Work required | Every line from the start of the entries up to and including the one bearing "Wanted = one point per instance of the dark storm-like" must be printed verbatim, without the pictures.

□ □ □ □ □

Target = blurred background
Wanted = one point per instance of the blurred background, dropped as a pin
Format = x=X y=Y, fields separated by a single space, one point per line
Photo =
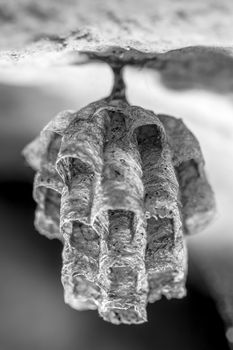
x=33 y=314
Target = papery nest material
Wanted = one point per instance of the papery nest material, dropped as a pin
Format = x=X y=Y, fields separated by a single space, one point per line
x=120 y=186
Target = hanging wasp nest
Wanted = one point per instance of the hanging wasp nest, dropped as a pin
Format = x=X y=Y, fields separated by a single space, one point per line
x=120 y=186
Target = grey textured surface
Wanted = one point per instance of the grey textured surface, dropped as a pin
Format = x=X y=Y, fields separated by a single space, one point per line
x=110 y=185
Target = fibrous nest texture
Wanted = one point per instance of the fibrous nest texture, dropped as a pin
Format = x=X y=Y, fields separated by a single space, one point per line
x=119 y=186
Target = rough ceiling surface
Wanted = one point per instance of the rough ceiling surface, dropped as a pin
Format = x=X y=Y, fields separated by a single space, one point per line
x=51 y=30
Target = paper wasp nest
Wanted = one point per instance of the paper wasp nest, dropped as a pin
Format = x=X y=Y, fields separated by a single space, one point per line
x=119 y=186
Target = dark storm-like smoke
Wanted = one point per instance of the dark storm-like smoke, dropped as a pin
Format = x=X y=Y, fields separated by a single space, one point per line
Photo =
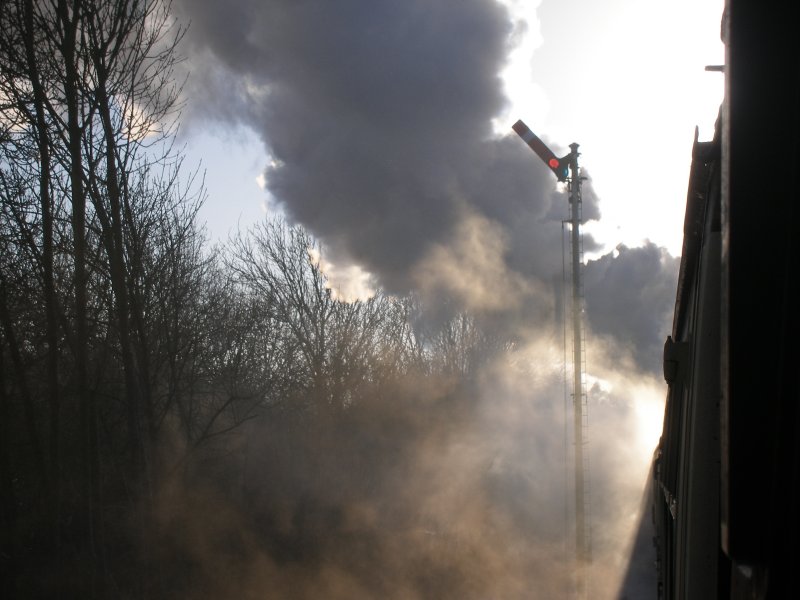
x=378 y=117
x=378 y=120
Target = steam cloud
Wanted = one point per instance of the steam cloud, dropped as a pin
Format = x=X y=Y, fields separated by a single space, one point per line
x=378 y=120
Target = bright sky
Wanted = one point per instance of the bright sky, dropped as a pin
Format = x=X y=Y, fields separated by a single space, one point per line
x=630 y=94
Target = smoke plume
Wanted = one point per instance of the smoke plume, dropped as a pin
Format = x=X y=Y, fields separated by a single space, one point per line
x=377 y=118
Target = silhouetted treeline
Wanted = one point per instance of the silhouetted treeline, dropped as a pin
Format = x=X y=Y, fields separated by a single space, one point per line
x=132 y=352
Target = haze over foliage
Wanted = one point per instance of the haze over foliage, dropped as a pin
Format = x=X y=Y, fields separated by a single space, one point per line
x=181 y=420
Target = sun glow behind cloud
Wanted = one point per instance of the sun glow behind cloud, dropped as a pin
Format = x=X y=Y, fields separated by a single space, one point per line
x=627 y=82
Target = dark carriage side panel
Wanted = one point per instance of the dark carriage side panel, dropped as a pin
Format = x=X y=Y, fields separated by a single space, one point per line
x=759 y=437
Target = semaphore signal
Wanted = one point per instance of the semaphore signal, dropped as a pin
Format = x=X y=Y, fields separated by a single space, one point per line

□ □ □ □ □

Output |
Target = blurred background
Wanted = one point per instance of the blurred background, dropped as a pin
Format = x=X y=Y, fields separated by a single space, one point per line
Photo =
x=33 y=314
Target = papery nest material
Wanted = one point per instance of the papery nest material, dropped as a pin
Format = x=X y=Y, fields separated by a single space, one point per line
x=120 y=186
Target = hanging wasp nest
Wanted = one point per instance of the hanging wasp nest, dropped as a pin
Format = x=X y=Y, fields separated by a single space, one point per line
x=120 y=186
Target = grey textured surface
Wanted = one point per instance of the grey textured surface, dropped as a pin
Format = x=X y=Y, fields separated by a single space, one point per line
x=110 y=185
Target = fibrous nest texture
Wanted = one point per instance of the fibrous nest texture, dropped as a pin
Format = x=X y=Y, fields separated by a single space, one point per line
x=119 y=186
Target = rough ceiling surface
Wanted = one point per instance of the rough ceiling surface, dropped as a pin
Format = x=X y=Y, fields separated by a single space, one point per line
x=51 y=30
Target = paper wasp nest
Wanted = one point per instance of the paper wasp nest, dropped as a pin
Format = x=X y=Y, fields separated by a single space, one point per line
x=119 y=186
Target = dark storm-like smoke
Wanted = one point per instance of the dark storm-like smoke, dropped as a pin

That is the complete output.